>> START Supplied records

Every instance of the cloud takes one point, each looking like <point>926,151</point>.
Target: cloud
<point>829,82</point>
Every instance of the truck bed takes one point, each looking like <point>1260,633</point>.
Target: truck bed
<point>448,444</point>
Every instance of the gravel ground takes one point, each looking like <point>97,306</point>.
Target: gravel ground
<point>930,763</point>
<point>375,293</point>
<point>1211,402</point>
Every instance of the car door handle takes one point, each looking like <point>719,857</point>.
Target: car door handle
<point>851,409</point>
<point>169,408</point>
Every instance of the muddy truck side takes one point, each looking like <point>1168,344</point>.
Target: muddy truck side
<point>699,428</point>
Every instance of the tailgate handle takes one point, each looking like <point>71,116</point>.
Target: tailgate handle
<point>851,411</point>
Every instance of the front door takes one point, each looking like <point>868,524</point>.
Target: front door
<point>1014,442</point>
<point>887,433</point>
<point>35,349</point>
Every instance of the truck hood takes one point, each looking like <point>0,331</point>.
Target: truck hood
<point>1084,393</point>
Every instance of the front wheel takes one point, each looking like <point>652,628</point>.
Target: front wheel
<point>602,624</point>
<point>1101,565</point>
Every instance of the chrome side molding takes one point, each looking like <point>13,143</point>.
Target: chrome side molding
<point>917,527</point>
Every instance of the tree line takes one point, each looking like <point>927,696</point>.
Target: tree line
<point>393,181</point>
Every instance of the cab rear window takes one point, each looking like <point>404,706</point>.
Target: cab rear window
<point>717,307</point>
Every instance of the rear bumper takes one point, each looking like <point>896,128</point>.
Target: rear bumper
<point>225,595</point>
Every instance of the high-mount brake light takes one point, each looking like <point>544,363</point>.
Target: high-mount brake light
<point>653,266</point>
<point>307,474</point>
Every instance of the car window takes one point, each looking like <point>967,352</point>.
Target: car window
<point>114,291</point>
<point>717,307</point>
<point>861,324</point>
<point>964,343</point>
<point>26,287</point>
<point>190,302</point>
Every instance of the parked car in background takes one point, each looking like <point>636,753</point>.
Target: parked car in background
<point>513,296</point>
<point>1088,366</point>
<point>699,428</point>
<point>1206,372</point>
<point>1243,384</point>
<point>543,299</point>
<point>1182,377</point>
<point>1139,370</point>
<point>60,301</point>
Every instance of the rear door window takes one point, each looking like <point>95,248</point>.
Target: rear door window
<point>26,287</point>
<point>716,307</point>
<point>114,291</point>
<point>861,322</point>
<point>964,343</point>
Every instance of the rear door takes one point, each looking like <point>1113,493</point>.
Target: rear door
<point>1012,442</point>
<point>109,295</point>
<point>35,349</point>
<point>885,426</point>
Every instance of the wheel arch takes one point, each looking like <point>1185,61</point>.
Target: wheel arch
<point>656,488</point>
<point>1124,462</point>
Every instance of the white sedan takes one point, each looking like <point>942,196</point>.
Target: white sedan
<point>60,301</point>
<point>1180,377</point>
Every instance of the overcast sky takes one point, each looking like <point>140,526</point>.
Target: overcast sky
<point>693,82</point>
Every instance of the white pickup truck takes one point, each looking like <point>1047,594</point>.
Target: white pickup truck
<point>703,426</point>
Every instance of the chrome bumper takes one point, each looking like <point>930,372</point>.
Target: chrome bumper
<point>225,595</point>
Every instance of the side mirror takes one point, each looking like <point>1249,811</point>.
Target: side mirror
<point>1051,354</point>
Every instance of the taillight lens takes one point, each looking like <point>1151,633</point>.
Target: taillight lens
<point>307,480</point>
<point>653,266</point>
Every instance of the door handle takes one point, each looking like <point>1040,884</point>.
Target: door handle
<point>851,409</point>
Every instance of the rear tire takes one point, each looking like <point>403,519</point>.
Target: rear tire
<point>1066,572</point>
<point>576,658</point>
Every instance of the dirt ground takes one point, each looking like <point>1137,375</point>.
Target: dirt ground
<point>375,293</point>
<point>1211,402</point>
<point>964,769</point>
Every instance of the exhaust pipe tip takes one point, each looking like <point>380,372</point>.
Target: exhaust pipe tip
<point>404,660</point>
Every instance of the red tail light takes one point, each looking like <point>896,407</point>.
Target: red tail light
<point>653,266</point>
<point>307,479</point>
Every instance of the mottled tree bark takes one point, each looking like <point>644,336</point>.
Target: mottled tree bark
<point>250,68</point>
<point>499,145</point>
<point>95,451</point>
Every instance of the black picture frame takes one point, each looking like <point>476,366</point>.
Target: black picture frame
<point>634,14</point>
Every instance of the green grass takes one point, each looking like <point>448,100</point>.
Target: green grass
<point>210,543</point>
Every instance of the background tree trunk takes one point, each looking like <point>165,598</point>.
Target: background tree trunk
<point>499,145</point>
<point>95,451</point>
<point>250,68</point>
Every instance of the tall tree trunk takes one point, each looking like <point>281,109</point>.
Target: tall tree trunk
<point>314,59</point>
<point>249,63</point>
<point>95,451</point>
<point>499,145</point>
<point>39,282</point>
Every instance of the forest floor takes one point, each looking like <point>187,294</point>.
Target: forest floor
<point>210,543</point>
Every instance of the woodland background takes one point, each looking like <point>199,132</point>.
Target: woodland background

>> END Supplied records

Copy out the lines of the data above word for word, starting at the line that contains "Every instance of the truck bed" and ending at the line that contains "<point>1084,393</point>", with both of those lines included.

Every instance of the truck bed takes one point, each looking like <point>1260,633</point>.
Target: truck bed
<point>448,444</point>
Every instance of the gravel ground takes one point, each looking like <point>97,306</point>.
Target: gravel ground
<point>930,763</point>
<point>375,293</point>
<point>1211,402</point>
Every instance of the car door handle takes one point, each looking like <point>719,857</point>.
Target: car door handle
<point>851,409</point>
<point>169,408</point>
Every instance of the muddy truck side takes one point, each looking like <point>1168,344</point>.
Target: muddy truck side
<point>699,428</point>
Every instance of the tailgate handle takes one point, each looking like <point>71,116</point>.
Target: tailgate handle
<point>851,411</point>
Every instance of the front door takes one point, each looking like <point>868,524</point>.
Target: front door
<point>1014,442</point>
<point>887,433</point>
<point>35,349</point>
Every instance of the truck hood takes one point, each looking like <point>0,331</point>.
Target: truck hood
<point>1084,393</point>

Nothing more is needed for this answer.